▸ Requirement:
Can you copy the material below word for word, from the line with "Target = arched stone gateway" through its last line?

(Stored items)
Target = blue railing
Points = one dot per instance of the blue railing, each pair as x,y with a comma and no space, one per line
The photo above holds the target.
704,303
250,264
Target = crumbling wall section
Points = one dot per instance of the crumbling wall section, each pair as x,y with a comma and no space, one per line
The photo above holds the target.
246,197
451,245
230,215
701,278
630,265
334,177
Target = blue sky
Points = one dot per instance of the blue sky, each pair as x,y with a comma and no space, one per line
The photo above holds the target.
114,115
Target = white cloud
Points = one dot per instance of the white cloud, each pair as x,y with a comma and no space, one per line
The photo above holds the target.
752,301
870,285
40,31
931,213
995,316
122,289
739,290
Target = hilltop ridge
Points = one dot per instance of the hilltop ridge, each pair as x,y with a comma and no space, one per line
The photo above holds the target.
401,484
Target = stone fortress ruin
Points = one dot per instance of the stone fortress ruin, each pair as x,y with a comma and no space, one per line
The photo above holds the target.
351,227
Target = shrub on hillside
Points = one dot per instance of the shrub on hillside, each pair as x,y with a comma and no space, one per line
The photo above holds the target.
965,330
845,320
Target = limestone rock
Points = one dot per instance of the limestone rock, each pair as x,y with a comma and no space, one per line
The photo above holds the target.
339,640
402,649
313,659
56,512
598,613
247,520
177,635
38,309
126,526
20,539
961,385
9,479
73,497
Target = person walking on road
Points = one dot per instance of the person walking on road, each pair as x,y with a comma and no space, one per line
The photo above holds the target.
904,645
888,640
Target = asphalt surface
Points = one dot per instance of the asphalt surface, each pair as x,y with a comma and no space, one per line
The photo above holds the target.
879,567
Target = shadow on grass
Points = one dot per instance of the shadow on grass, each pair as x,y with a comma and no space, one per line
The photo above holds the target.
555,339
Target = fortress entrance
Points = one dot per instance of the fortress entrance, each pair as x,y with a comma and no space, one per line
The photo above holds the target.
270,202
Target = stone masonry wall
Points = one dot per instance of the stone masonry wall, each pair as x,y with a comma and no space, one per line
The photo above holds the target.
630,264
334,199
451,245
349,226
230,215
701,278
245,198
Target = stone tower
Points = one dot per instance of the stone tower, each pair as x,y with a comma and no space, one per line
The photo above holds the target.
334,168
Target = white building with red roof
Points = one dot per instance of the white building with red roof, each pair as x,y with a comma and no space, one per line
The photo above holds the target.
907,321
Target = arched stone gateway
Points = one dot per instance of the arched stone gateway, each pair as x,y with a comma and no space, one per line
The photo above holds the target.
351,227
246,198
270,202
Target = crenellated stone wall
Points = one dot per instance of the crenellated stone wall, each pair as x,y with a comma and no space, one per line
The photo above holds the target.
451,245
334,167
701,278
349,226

▸ Solution to this task:
Target = arched stone gateway
Points = one dot per instance of the arched stone gateway, each pair as x,y with a comma and no space, one per line
The photo above holds the target.
351,227
246,198
270,202
Target = crenellated stone wall
Points = one dot per instance of the crenellated stone wall, each pair as x,y with a comma and no space, one per line
The photo above holds the target.
451,245
334,167
701,278
349,226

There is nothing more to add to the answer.